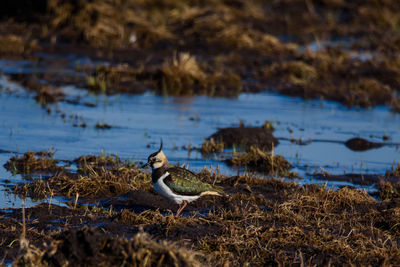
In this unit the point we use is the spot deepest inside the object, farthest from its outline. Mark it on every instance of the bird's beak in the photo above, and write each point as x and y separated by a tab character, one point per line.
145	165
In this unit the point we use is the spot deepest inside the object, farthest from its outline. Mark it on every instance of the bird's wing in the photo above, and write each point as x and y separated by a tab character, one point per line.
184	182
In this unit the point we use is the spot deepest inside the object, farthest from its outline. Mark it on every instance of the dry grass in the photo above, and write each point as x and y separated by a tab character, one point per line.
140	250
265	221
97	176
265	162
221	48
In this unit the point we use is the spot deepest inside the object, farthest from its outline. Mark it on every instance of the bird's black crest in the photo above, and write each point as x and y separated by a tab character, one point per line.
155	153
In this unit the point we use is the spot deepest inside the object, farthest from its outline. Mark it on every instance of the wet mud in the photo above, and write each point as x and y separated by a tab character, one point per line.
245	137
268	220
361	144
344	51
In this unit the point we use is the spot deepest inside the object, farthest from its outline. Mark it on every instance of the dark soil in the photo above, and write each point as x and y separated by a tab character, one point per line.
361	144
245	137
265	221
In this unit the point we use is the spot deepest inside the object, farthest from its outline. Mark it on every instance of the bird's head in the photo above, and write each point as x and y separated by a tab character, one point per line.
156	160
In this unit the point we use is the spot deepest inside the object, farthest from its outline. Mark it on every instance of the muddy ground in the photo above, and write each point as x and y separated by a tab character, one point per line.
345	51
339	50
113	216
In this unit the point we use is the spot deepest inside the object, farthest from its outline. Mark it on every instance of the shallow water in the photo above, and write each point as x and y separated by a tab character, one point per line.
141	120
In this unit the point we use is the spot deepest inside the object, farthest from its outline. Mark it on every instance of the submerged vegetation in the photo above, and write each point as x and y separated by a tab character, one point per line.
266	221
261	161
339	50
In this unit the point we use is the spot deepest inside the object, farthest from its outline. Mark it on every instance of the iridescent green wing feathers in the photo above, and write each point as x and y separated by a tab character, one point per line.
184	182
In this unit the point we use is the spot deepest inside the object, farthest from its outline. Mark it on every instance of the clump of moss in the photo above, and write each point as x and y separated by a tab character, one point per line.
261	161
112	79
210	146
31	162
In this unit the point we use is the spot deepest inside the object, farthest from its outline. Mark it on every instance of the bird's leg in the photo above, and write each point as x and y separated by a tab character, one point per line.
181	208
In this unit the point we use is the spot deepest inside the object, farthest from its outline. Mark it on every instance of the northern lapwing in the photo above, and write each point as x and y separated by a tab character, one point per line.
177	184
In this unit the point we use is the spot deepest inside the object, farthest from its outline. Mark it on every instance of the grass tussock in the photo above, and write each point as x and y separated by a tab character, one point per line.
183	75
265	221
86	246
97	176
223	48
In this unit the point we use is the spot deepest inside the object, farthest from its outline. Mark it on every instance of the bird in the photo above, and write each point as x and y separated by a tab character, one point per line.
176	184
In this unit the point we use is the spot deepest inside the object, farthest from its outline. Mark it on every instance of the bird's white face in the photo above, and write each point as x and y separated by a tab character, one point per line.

* **Written request**: Write out all of the lines again, switching "unit" to "lesson" everywhere it occurs and changing nothing else. Leave out the pictures.

* **Result below**:
In this lesson the point we use is the spot deepest inside the object, farthest from its outline. Mark it on every instance of the bird's beak in the photo above, and write each point as x and y separated by a tab character, one point per line.
145	165
In this lesson the point we use is the spot deepest inside the object, farthest from its outline. Mark it on every instance of the bird's wing in the photo above, and write each point as x and y separated by a tab character, one point per line.
184	182
In this lesson the point we use is the spot deepest inside the object, farthest from its outline. Mark it on every instance of the dry grass in the photo above, and write each point as x and y separated by a tab character, one point per line.
140	250
265	221
97	176
265	162
221	48
In this lesson the point we use is the spot deepest inside the object, farthest from its outline. Mark it on every instance of the bird's black crest in the photo above, and write each point as x and y separated by a tab character, one point per line.
155	153
In this lesson the point we use is the spot deepest inside the object, farthest from its outline. Mark it on every instance of the wet mud in the photo above, and write each point as x and y separated by a tab character, one point per line.
245	137
268	220
361	144
344	51
In this lesson the point we use is the spot deepest inside the object, farthest from its outline. Mark it on every instance of the dark soil in the photo above, and write each point as x and y separated by a tab character, one point per line.
361	144
245	137
265	221
In this lesson the point we use is the spot deepest inside the object, farthest from its outline. Mark it on every instance of the bird's head in the photo above, and write each point as x and y separated by a tab character, one point per line.
156	160
In this lesson the point we use is the spot deepest inside the object, farthest from its outline. Mark it on every instance of the muddy ground in the photo above, and write each point as x and y separated by a tab character, one point per line.
345	51
339	50
113	216
In this lesson the point we use is the spot deepest inside the object, farthest from its outline. Mark it on every instance of the shallow water in the photo above, and write each point as x and y separated by a tab character, one point per line.
141	120
In this lesson the point we use is the spot deepest inside the object, farthest from its outline. Mark it on every instance of the submerged vegetation in the photo above, and write each point as x and y separated by a tab character, one point per line.
266	221
261	161
339	50
In this lesson the point we use is the spot deepest inside the object, farthest from its outline. Mark it on every instance of the iridescent green wing feathers in the photo above, and write each point as x and y separated by a tab character, one point per line.
184	182
In this lesson the point we use is the spot deepest inside the object, farthest from its outline. Mark it on every instance of the clump of moss in the photo above, and write each point as x and y separated by a tab character, one point per line.
261	161
112	79
210	146
31	162
In this lesson the point we use is the spot deepest inside the object, farthest from its outline. Mark it on every instance of the bird's leg in the photo above, and write each point as x and y separated by a tab character, one point per line.
181	208
In this lesson the point we use is the spot deepest inside the object, farthest from its outline. Mark it on every instance of the northern lapwing in the photo above, and write each point as x and y separated by a tab character, one point per line.
177	184
In this lesson the point we use is the spot deepest inside the object, farthest from its outline. Mark it on every instance of the grass tussock in the photo above, and write each point as x and y separated by a tab character, one point per line.
183	75
265	221
86	246
97	176
223	48
In this lesson the point we use is the spot deepest inside the object, farthest from its outline. Mark it on every instance of the bird in the photo above, and write each point as x and y separated by a tab character, one point per line.
176	184
In this lesson the point we use is the spot deepest inside the object, farthest from its outline. Mark it on every instance of the bird's white face in the photo above, and write each point as x and y separated by a tab character, one point per line.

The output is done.